## Text shown:
Member

22 January 2016 | 2:20 pm | James Daniel

"...a powerful, emotional, thought-provoking and stunningly performed piece of theatre."

Member is a powerful one-person play by accomplished performer Ben Noble.

The play uses first person storytelling to shed light on the violent surge of gay hate-crimes in Sydney in the '80s and '90s. The story we hear is from the mouth of Corey, a man struggling with cognitive dissonance: learned behaviour from a lifetime of homophobia, versus the reality of having a gay 17-year-old son. Sitting at the hospital bedside of his comatose child (who has been viciously bashed), we hear Corey's story — from his general homophobia and insensitivity as an adult, backwards all the way to his teenage years in a gang that hunted down and savagely beat gay men as sport. All of the hatred and anger in Corey's story is rolled up with softer elements — him as a gawky kid searching for a place to belong, the meeting of his eventual wife, the birth of his child, etc. — and performed with the perfect amount of tension-releasing humour.

## Tasks:
1 – According to the review of Member, what two things are in conflict in the cognitive dissonance that Corey struggles with?
2 – From the review of Member, extract everything from "22 January 2016" down to "performer Ben Noble.".

## Recorded data:

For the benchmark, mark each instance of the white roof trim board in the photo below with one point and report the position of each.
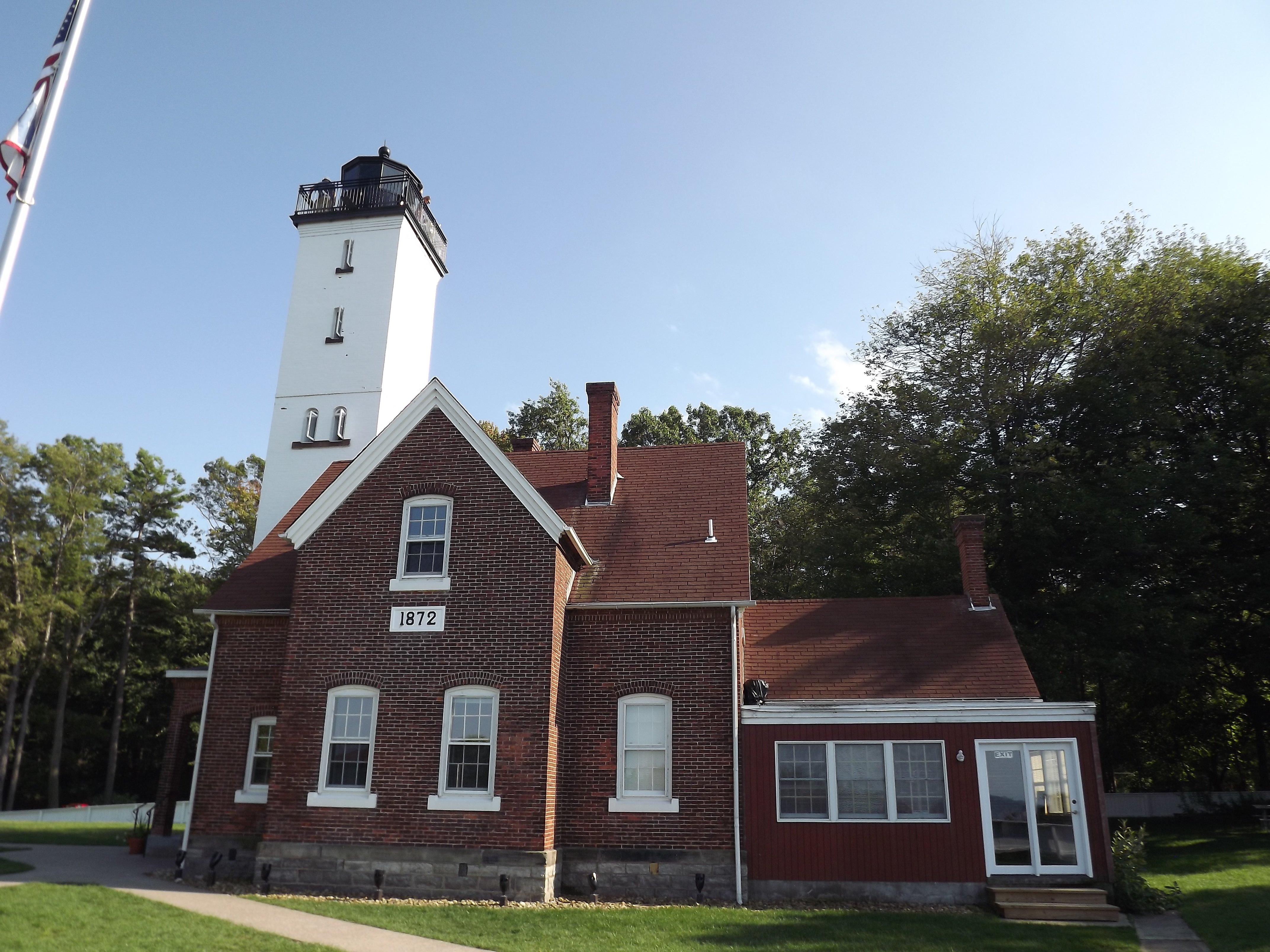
(435, 397)
(952, 711)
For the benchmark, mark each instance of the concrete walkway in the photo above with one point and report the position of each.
(113, 867)
(1168, 933)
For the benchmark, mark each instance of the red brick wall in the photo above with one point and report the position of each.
(896, 852)
(565, 577)
(502, 629)
(681, 653)
(246, 680)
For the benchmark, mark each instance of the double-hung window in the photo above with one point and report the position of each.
(862, 781)
(468, 751)
(259, 763)
(349, 750)
(424, 560)
(643, 756)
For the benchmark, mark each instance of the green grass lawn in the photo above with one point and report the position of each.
(42, 918)
(70, 834)
(578, 928)
(1224, 869)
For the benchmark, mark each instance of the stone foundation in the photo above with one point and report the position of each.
(651, 875)
(409, 873)
(916, 893)
(238, 856)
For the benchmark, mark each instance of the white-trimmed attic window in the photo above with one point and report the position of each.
(643, 756)
(337, 327)
(349, 750)
(346, 266)
(424, 558)
(259, 763)
(469, 738)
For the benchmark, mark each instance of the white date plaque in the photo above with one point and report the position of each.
(418, 619)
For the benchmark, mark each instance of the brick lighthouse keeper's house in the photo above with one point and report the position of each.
(461, 667)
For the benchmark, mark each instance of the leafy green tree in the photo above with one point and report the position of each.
(228, 496)
(18, 504)
(1103, 400)
(144, 521)
(556, 419)
(82, 479)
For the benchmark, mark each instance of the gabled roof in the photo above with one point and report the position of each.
(884, 649)
(435, 397)
(262, 583)
(650, 544)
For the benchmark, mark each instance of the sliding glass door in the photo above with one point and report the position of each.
(1030, 798)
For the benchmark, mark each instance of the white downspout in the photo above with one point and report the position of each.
(736, 760)
(202, 733)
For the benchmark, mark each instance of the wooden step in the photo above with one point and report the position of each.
(1059, 912)
(1046, 894)
(1053, 904)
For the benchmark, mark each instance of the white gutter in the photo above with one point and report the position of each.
(736, 758)
(733, 605)
(924, 711)
(202, 733)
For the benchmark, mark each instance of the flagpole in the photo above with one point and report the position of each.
(26, 196)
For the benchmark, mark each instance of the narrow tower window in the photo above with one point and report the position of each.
(347, 267)
(337, 327)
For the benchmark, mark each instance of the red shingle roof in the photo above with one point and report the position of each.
(263, 582)
(849, 649)
(650, 544)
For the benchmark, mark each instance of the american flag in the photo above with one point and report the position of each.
(16, 147)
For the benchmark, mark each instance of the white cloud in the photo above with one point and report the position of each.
(809, 384)
(846, 376)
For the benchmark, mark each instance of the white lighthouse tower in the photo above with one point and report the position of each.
(359, 336)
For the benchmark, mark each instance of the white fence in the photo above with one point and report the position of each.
(115, 813)
(1137, 805)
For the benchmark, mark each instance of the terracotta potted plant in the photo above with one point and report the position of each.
(139, 833)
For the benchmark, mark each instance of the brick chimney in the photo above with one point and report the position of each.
(968, 531)
(602, 403)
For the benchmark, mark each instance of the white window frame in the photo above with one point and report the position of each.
(312, 418)
(424, 583)
(628, 803)
(347, 796)
(832, 782)
(483, 801)
(254, 792)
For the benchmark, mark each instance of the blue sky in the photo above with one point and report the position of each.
(700, 201)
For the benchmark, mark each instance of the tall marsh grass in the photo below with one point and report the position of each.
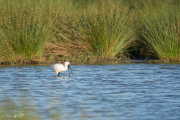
(44, 30)
(24, 30)
(102, 31)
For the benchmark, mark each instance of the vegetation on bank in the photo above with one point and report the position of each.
(77, 30)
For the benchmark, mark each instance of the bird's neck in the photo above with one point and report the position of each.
(65, 66)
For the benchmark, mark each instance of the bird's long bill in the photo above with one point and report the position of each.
(70, 70)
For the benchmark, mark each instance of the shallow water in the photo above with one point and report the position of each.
(112, 92)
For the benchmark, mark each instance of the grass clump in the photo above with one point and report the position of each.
(24, 30)
(160, 30)
(102, 31)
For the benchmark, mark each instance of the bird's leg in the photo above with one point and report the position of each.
(58, 74)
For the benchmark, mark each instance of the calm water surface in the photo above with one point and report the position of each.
(102, 92)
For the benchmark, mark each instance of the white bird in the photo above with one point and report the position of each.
(58, 68)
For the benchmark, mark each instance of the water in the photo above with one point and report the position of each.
(106, 92)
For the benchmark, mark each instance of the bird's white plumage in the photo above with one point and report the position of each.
(60, 67)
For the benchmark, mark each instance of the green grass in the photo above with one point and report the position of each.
(160, 28)
(102, 33)
(89, 30)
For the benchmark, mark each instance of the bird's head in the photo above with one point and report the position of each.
(67, 63)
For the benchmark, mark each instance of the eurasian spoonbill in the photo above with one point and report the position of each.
(58, 68)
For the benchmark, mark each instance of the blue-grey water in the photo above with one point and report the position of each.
(136, 91)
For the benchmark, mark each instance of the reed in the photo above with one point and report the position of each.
(160, 30)
(89, 30)
(103, 30)
(24, 30)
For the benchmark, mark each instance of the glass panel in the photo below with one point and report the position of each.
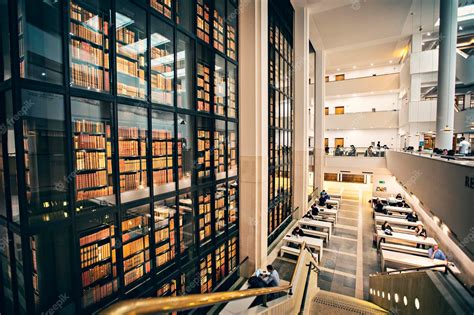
(185, 149)
(89, 44)
(219, 28)
(165, 231)
(132, 132)
(219, 208)
(163, 140)
(231, 90)
(136, 243)
(219, 86)
(185, 71)
(5, 67)
(6, 275)
(163, 6)
(162, 62)
(52, 269)
(233, 202)
(220, 263)
(94, 148)
(98, 258)
(40, 34)
(219, 149)
(231, 24)
(44, 139)
(187, 243)
(13, 180)
(204, 216)
(232, 149)
(203, 20)
(131, 50)
(203, 163)
(185, 14)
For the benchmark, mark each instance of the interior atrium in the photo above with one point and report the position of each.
(236, 157)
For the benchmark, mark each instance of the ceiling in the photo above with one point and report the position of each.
(364, 32)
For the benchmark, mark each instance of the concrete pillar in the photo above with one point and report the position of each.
(319, 99)
(253, 129)
(446, 73)
(301, 77)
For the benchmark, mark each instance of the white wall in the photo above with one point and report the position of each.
(357, 104)
(363, 138)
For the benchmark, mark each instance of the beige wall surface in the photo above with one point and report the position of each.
(441, 187)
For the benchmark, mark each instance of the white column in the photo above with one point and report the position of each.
(446, 73)
(319, 99)
(253, 128)
(301, 77)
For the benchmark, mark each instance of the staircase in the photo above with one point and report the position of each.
(329, 303)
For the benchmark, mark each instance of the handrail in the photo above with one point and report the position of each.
(194, 301)
(446, 271)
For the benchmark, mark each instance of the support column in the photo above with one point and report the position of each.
(446, 73)
(253, 129)
(319, 98)
(301, 77)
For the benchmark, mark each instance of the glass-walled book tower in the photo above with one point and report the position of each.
(280, 114)
(118, 159)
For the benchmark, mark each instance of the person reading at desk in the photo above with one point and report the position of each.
(436, 253)
(297, 231)
(420, 231)
(272, 278)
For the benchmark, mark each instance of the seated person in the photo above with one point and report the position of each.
(297, 231)
(420, 231)
(436, 253)
(272, 279)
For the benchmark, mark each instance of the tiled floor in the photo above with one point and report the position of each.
(345, 262)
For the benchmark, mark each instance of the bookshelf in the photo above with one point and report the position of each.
(136, 244)
(165, 232)
(219, 86)
(203, 20)
(203, 164)
(218, 33)
(89, 48)
(219, 208)
(98, 264)
(205, 269)
(203, 87)
(220, 256)
(164, 7)
(204, 216)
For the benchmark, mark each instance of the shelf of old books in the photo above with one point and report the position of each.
(220, 256)
(203, 101)
(219, 86)
(136, 243)
(218, 33)
(203, 20)
(219, 208)
(164, 7)
(205, 269)
(165, 233)
(162, 62)
(204, 216)
(232, 201)
(98, 264)
(203, 164)
(89, 48)
(231, 90)
(131, 47)
(232, 251)
(132, 133)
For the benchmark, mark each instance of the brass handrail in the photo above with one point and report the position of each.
(194, 301)
(182, 303)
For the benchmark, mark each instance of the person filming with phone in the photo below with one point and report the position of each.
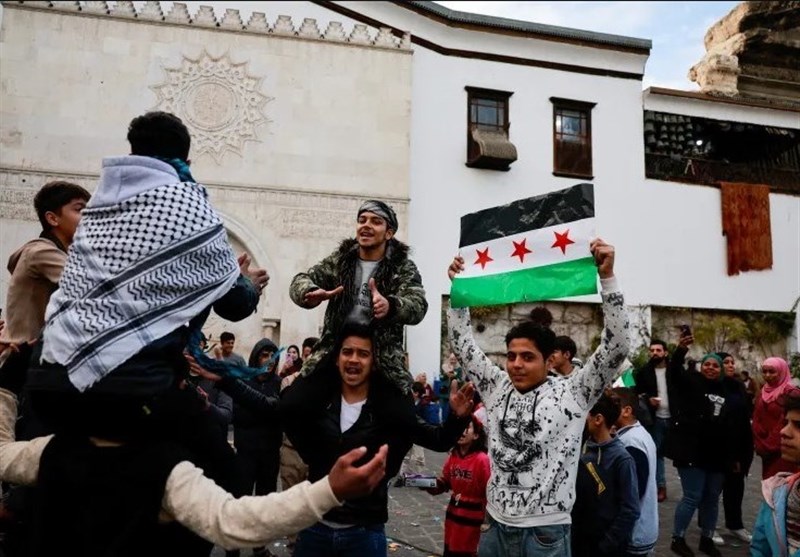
(701, 442)
(653, 384)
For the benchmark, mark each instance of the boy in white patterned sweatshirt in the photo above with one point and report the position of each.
(536, 422)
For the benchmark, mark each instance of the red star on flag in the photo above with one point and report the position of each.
(483, 258)
(562, 241)
(520, 250)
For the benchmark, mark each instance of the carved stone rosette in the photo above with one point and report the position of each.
(218, 100)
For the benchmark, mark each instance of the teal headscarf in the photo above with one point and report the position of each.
(181, 167)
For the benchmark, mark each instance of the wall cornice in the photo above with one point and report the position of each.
(283, 27)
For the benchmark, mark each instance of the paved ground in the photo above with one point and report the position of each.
(416, 527)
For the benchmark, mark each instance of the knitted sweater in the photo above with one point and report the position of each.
(189, 497)
(535, 437)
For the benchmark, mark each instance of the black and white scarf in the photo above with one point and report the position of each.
(136, 271)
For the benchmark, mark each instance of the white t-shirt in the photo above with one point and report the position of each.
(661, 380)
(349, 414)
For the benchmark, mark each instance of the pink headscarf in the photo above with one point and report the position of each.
(768, 393)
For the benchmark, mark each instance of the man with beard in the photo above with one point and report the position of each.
(368, 280)
(652, 382)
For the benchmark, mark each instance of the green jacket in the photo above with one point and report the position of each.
(396, 278)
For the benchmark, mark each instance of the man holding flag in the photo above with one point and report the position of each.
(535, 421)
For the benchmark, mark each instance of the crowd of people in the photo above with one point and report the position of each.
(116, 409)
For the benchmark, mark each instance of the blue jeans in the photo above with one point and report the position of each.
(501, 540)
(701, 491)
(660, 427)
(357, 541)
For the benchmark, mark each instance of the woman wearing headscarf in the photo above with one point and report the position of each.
(741, 410)
(701, 443)
(768, 418)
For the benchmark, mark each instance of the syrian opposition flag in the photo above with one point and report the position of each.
(529, 250)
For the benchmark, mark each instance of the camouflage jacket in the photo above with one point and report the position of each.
(397, 280)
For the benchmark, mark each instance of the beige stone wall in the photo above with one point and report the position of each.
(293, 123)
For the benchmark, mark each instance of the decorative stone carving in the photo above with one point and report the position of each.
(219, 100)
(205, 17)
(335, 32)
(360, 35)
(309, 29)
(67, 6)
(151, 11)
(124, 9)
(178, 14)
(284, 26)
(258, 23)
(232, 20)
(385, 38)
(95, 7)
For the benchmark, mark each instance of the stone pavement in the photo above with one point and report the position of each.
(416, 519)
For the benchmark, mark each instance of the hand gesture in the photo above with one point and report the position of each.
(259, 277)
(348, 481)
(455, 267)
(316, 297)
(195, 368)
(380, 305)
(461, 400)
(603, 257)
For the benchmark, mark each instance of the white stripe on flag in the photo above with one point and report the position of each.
(541, 242)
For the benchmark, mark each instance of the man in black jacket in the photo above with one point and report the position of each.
(349, 404)
(652, 382)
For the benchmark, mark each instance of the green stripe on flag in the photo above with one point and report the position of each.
(549, 282)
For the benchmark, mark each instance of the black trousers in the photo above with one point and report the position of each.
(258, 470)
(732, 496)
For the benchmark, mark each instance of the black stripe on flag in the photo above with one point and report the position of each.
(541, 211)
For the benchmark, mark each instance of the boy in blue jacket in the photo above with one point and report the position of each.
(777, 531)
(612, 487)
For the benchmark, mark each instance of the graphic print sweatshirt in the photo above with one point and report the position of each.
(535, 437)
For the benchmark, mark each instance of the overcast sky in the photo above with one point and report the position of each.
(676, 28)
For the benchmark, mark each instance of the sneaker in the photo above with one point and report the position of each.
(679, 547)
(742, 534)
(707, 546)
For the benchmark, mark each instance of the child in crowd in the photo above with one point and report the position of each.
(606, 532)
(465, 473)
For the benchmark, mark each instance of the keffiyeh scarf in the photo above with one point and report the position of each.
(136, 271)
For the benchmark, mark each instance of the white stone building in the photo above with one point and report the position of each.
(303, 118)
(294, 122)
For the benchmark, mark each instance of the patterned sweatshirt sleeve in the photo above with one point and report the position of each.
(19, 460)
(214, 514)
(476, 365)
(587, 384)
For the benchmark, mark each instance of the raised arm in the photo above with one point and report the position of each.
(587, 383)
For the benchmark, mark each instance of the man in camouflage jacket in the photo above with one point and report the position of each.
(369, 279)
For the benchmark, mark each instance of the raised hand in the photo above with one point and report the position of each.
(348, 481)
(259, 277)
(380, 305)
(455, 267)
(316, 297)
(603, 257)
(461, 400)
(197, 369)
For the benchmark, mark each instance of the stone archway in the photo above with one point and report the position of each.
(266, 321)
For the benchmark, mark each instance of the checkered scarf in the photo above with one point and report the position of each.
(136, 271)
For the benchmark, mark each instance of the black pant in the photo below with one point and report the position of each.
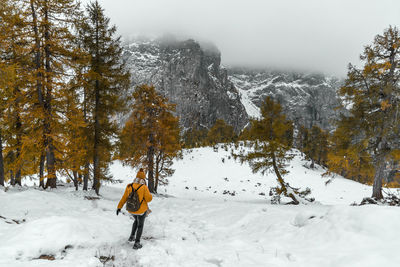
(138, 225)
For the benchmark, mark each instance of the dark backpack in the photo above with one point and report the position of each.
(133, 204)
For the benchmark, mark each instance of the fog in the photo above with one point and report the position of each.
(311, 35)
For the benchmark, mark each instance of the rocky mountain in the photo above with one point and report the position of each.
(190, 76)
(308, 99)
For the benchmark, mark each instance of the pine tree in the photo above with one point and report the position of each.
(374, 95)
(52, 29)
(107, 82)
(15, 56)
(270, 147)
(151, 135)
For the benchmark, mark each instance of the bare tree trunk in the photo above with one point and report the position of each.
(158, 159)
(86, 177)
(1, 162)
(39, 87)
(18, 126)
(50, 162)
(12, 179)
(75, 175)
(96, 160)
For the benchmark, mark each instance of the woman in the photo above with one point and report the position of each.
(139, 184)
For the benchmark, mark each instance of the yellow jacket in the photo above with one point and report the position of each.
(143, 194)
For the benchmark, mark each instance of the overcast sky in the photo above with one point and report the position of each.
(316, 35)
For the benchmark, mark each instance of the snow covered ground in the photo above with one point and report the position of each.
(214, 212)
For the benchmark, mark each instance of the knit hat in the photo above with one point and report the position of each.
(141, 174)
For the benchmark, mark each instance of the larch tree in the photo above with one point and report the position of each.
(270, 147)
(374, 96)
(150, 137)
(15, 51)
(220, 132)
(107, 81)
(52, 23)
(347, 158)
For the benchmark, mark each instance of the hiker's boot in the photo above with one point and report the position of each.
(137, 245)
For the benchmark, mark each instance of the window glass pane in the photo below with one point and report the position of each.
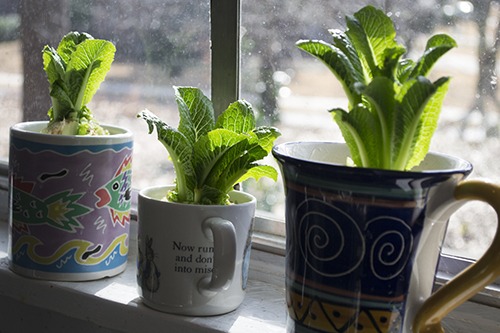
(160, 43)
(294, 91)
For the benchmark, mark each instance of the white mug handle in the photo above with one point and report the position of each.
(224, 237)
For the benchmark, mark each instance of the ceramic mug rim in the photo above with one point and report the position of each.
(283, 153)
(147, 193)
(30, 130)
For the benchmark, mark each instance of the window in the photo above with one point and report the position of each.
(161, 43)
(293, 91)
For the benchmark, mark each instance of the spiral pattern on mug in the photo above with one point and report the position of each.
(322, 233)
(390, 246)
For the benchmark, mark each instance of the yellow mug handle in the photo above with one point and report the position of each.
(473, 279)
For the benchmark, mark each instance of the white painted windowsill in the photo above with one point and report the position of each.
(112, 305)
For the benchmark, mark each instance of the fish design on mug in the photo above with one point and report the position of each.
(60, 210)
(116, 194)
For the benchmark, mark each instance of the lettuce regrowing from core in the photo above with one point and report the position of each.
(75, 71)
(393, 108)
(211, 155)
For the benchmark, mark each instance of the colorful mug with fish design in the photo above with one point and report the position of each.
(363, 244)
(69, 199)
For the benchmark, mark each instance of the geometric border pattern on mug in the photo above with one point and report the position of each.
(318, 315)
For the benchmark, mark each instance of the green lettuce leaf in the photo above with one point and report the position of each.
(393, 108)
(210, 156)
(75, 71)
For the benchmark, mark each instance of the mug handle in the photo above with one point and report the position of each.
(473, 279)
(224, 237)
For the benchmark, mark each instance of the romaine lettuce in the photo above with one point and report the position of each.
(211, 155)
(75, 71)
(393, 108)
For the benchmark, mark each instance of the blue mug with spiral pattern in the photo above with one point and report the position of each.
(362, 245)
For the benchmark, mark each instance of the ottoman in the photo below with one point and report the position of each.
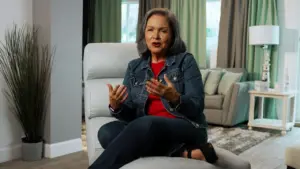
(227, 160)
(292, 156)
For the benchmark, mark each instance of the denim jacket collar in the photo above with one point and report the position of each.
(169, 61)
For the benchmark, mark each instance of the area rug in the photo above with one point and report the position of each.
(235, 139)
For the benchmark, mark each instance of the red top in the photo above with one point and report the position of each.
(156, 107)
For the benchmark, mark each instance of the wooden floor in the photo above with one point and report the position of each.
(267, 155)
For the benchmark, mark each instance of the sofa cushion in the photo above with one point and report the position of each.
(228, 79)
(213, 101)
(204, 73)
(226, 160)
(212, 82)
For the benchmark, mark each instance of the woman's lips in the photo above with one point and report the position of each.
(156, 44)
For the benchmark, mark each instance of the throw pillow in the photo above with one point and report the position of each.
(204, 73)
(212, 82)
(228, 79)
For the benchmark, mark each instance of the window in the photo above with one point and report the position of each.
(213, 14)
(130, 10)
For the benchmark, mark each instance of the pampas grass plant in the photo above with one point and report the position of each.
(26, 67)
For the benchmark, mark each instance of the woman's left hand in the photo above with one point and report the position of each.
(168, 91)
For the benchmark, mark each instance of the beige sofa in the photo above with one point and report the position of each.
(106, 63)
(226, 95)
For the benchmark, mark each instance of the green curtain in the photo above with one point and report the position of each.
(107, 17)
(263, 12)
(192, 18)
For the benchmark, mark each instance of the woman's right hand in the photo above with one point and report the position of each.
(117, 95)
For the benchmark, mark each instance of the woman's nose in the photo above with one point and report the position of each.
(156, 35)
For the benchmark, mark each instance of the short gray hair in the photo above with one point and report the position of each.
(176, 46)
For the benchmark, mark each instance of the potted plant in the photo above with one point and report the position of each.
(26, 67)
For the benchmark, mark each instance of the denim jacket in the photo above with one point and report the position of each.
(183, 72)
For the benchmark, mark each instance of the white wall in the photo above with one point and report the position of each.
(19, 12)
(289, 28)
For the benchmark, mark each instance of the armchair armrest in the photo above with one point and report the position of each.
(236, 104)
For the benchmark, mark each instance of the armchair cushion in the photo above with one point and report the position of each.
(214, 101)
(228, 79)
(212, 82)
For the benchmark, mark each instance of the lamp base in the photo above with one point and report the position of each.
(265, 76)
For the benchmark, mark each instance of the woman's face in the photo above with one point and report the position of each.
(157, 34)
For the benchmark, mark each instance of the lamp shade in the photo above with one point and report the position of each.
(264, 35)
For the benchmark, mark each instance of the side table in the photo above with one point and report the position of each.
(288, 111)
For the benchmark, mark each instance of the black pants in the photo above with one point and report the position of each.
(145, 136)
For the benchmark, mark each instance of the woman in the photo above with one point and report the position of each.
(160, 104)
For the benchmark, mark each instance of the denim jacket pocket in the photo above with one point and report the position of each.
(137, 87)
(176, 77)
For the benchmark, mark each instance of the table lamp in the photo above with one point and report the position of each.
(264, 36)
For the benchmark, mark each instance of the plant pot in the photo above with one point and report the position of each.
(32, 151)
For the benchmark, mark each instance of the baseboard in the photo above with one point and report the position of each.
(10, 153)
(62, 148)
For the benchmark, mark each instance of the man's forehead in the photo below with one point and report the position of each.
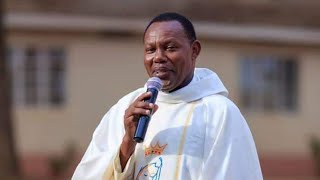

## Answer list:
1 – Corey's cognitive dissonance sets behavior he learned from a lifetime of homophobia against the reality of having a gay 17-year-old son.

2 –
22 January 2016 | 2:20 pm | James Daniel

"...a powerful, emotional, thought-provoking and stunningly performed piece of theatre."

Member is a powerful one-person play by accomplished performer Ben Noble.